## Aim of the exercise
The response should consist of every record, reproduced exactly.

## The records
______

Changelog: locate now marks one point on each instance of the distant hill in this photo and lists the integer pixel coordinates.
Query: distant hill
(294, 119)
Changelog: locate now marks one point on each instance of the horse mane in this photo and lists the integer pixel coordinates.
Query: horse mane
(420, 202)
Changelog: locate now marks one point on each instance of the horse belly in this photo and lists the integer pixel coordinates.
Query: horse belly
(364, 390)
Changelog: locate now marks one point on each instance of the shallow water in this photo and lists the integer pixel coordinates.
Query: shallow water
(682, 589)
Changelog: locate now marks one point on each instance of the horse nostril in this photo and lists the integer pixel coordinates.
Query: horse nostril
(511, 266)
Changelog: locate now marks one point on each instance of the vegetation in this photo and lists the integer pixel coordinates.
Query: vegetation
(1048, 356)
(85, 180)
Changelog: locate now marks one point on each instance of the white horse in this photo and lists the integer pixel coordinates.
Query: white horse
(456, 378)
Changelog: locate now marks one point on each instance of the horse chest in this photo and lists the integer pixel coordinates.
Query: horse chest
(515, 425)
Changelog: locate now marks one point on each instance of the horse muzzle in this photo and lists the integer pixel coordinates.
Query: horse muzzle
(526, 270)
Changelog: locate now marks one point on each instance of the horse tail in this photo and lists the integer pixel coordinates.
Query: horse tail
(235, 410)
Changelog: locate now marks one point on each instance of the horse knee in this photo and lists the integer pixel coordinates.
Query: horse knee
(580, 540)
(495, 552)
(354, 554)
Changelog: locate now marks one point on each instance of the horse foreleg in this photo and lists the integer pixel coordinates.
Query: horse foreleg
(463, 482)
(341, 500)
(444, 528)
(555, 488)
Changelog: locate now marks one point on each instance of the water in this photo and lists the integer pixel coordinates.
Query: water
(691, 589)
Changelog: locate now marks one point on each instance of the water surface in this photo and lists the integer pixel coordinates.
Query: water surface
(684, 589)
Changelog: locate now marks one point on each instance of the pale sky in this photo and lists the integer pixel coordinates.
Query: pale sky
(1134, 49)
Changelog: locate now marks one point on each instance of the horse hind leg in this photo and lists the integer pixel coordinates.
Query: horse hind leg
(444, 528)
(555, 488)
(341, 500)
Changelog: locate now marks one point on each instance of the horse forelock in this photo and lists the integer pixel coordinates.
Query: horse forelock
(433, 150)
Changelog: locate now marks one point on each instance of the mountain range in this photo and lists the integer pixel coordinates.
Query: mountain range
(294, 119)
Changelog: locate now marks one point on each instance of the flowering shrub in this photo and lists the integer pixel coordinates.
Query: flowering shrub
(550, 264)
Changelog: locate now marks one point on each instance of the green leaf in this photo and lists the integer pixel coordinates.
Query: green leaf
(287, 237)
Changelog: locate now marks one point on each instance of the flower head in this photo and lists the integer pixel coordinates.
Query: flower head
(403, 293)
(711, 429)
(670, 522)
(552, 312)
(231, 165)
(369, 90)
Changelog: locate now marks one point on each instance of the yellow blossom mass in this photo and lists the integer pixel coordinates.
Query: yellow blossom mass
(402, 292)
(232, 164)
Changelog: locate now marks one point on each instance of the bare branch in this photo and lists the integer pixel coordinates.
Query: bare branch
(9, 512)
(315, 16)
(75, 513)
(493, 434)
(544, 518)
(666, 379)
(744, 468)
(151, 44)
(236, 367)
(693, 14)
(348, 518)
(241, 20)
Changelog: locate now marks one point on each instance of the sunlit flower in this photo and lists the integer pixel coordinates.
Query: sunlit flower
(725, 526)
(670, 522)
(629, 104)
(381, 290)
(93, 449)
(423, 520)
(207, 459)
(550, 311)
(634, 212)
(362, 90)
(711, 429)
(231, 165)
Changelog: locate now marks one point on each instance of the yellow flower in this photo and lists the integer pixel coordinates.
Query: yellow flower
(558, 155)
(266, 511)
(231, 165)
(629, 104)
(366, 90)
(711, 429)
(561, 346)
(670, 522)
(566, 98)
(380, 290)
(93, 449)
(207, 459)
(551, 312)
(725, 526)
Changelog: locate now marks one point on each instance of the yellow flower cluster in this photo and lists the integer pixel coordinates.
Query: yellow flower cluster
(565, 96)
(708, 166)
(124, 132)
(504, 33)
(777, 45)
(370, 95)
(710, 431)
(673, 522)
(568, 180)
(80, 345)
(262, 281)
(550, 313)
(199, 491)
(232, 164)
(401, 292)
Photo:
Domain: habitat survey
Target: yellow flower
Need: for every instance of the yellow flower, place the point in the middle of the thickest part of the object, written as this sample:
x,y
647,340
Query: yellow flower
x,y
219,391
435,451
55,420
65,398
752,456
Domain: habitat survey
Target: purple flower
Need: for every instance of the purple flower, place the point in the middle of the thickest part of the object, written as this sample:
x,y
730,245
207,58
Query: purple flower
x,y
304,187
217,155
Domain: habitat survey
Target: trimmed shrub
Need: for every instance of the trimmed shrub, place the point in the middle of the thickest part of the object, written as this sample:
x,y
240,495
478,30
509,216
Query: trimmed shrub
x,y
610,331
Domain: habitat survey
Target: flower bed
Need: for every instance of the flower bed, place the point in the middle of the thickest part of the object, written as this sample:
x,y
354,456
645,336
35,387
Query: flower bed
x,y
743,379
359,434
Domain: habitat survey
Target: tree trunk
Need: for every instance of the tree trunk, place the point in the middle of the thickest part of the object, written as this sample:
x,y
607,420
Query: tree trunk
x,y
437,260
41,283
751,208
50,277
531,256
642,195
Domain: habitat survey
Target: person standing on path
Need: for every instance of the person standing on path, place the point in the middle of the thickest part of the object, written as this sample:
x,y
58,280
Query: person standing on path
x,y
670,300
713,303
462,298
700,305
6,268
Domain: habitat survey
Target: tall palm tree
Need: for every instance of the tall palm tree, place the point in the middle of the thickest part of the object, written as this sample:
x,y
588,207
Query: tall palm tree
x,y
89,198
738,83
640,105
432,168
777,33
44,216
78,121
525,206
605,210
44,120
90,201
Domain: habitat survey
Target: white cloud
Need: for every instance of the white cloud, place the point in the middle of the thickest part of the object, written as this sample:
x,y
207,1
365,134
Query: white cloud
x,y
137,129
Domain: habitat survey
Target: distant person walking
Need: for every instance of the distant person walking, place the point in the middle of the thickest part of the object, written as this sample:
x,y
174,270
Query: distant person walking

______

## Completed exercise
Changelog: locate now marks one point on each instance of the distant hill in this photo and lists the integer pixel coordinates.
Query: distant hill
(294, 119)
Changelog: locate now marks one point on each instance of the horse mane in this photo and lists the integer pixel coordinates.
Query: horse mane
(420, 202)
Changelog: locate now marks one point on each instance of the horse belly in this photo and lists the integer pixel coordinates.
Query: horse belly
(364, 390)
Changelog: locate now marks one point on each instance of the shallow water in this photo and lists the integer pixel coordinates.
Query: shallow water
(682, 589)
Changelog: locate now marks one point on each instance of the horse nostril in this photo and lists the integer pixel coordinates.
Query: horse nostril
(511, 266)
Changelog: locate now marks one point on each instance of the vegetation in this photo and lists the integer pixel coordinates.
Query: vegetation
(1048, 356)
(85, 180)
Changelog: locate now marks one point on each instance of the white horse in this photo and lists the integer pixel coordinates.
Query: white horse
(456, 378)
Changelog: locate now marks one point on each instance of the horse chest in this photo and lists the integer pixel coordinates.
Query: horse chest
(515, 425)
Changelog: locate now marks one point on each instance of the horse muzzle in this photo and lists the integer pixel coordinates.
Query: horse muzzle
(526, 270)
Changelog: locate now marks one point on each instance of the horse tail in this photo and lists the integer pixel coordinates.
Query: horse tail
(235, 410)
Changelog: locate now marks one point on each instance of the horse knee in this photo and lists the integer pixel coordinates.
Query: horse knee
(580, 540)
(495, 552)
(354, 554)
Changelog: locate now marks one point on each instance of the horse foreleg in this photo and lists the integer pixel coordinates.
Query: horse foreleg
(463, 482)
(341, 500)
(444, 528)
(555, 488)
Changelog: locate now marks one point on each instance of the water in this photo and lists the integer pixel coordinates.
Query: water
(691, 589)
Changelog: locate now marks one point on each instance of the water surface in this photo and lists the integer pixel coordinates.
Query: water surface
(684, 589)
Changelog: locate now marks one point on each instance of the pale sky in this photo and lists the integer pixel coordinates.
Query: pale sky
(1134, 49)
Changelog: locate now marks one point on each instance of the horse hind leg in this photo and lists the integer pixel coordinates.
Query: horse hind leg
(444, 528)
(555, 488)
(341, 500)
Changelog: locate now marks one point on each instance of the horse forelock in this photo and lists the integer pixel coordinates.
Query: horse forelock
(433, 150)
Changelog: locate now marks one point on each instance of the mountain range in this photo and lists the integer pixel coordinates.
Query: mountain range
(294, 119)
Changelog: locate now marks one point on each instance of the flowering shrub in this photo and lists the integer pixel coordinates.
Query: flowering shrub
(550, 264)
Changelog: locate now marks one point on each instance of the green leaf in this photo and lists the integer pixel coordinates.
Query: green leaf
(287, 237)
Changelog: locate now marks one point on each instance of the flower head in this photo and lists the integer pixel coordinates.
Query: flower head
(403, 293)
(711, 429)
(670, 522)
(552, 312)
(231, 165)
(369, 90)
Changelog: locate now marks one point on each instance of the yellow blossom mass in this photo and lists the integer pixel coordinates.
Query: yellow blossom mass
(402, 292)
(232, 164)
Changelog: locate now marks one point on each instance of the bare branch in this photo and lists the integer pixel coordinates.
Query: bare branch
(9, 512)
(315, 16)
(75, 513)
(493, 434)
(544, 518)
(666, 379)
(744, 468)
(151, 44)
(236, 367)
(693, 14)
(348, 518)
(241, 20)
Changelog: locate now marks one point on each instance of the sunlit flower in this photo and lists the integer pixel coordinates.
Query: sunlit flower
(725, 526)
(670, 522)
(629, 104)
(381, 290)
(93, 449)
(423, 520)
(207, 459)
(550, 311)
(634, 212)
(362, 90)
(711, 429)
(231, 165)
Changelog: locate now marks one point on each instance of the yellow flower in this photo and lists the integer pixel coordinates.
Query: yellow flower
(558, 155)
(266, 511)
(231, 165)
(629, 104)
(366, 90)
(711, 429)
(561, 346)
(670, 522)
(566, 98)
(380, 290)
(93, 449)
(207, 459)
(551, 312)
(725, 526)
Changelog: locate now marks one point on each instance of the yellow flower cluster in this photo and lists the integer pixel coordinates.
Query: yellow flower cluster
(565, 96)
(708, 166)
(124, 132)
(504, 33)
(777, 45)
(370, 95)
(710, 431)
(673, 522)
(568, 180)
(80, 345)
(262, 281)
(550, 313)
(199, 491)
(232, 164)
(401, 292)
Photo:
Domain: habitat survey
Target: yellow flower
Need: for every instance of the yellow flower, place the point in the middle of the thickest part of the object, written as this sample:
x,y
647,340
Query: yellow flower
x,y
219,391
435,451
55,420
65,398
752,456
Domain: habitat survey
Target: purple flower
Need: for every instance of the purple flower, place the point in the middle of the thickest part of the object, written as this sample:
x,y
730,245
207,58
Query: purple flower
x,y
304,187
217,155
Domain: habitat survey
Target: trimmed shrub
Need: for every instance of the trimmed shrub, place the point in the middle of the thickest part of the object, written as this sample:
x,y
240,495
478,30
509,216
Query: trimmed shrub
x,y
610,331
Domain: habitat survey
Target: flower bed
Need: for every instance of the flower bed, place the point in the middle of the thickest part of the object, written as this sample:
x,y
354,456
645,336
35,387
Query: flower bed
x,y
743,379
359,434
Domain: habitat survey
Target: tree trunk
Need: for every instance of the tree trunk, place the point in the middle of the thickest part of the object, written as this sample:
x,y
607,420
Query: tree trunk
x,y
437,260
41,283
751,208
50,277
531,256
642,195
Domain: habitat survey
Target: person standing on path
Need: for every instance of the person standing on path, place the point in the middle of the thickest part of the object, written as this sample:
x,y
58,280
Query: person standing on path
x,y
670,300
713,303
462,298
700,305
6,268
Domain: habitat survey
Target: tall palm tree
Need: for every instance of the tall palm tree, place the point in the middle of the thickest part of the object, written as this sample:
x,y
588,207
Query: tall palm tree
x,y
89,198
738,83
640,105
432,168
777,33
44,216
78,121
525,206
605,210
44,120
90,201
Domain: habitat survey
Target: white cloud
Need: for every instance of the white cloud, place the point in the middle of the thickest part of the object, written as this sample:
x,y
207,1
365,134
Query: white cloud
x,y
137,129
Domain: habitat survey
Target: distant person walking
Need: for every instance of the distant person walking, place the point in the middle of the thickest part of the object, written as this sample:
x,y
174,270
Query: distant person walking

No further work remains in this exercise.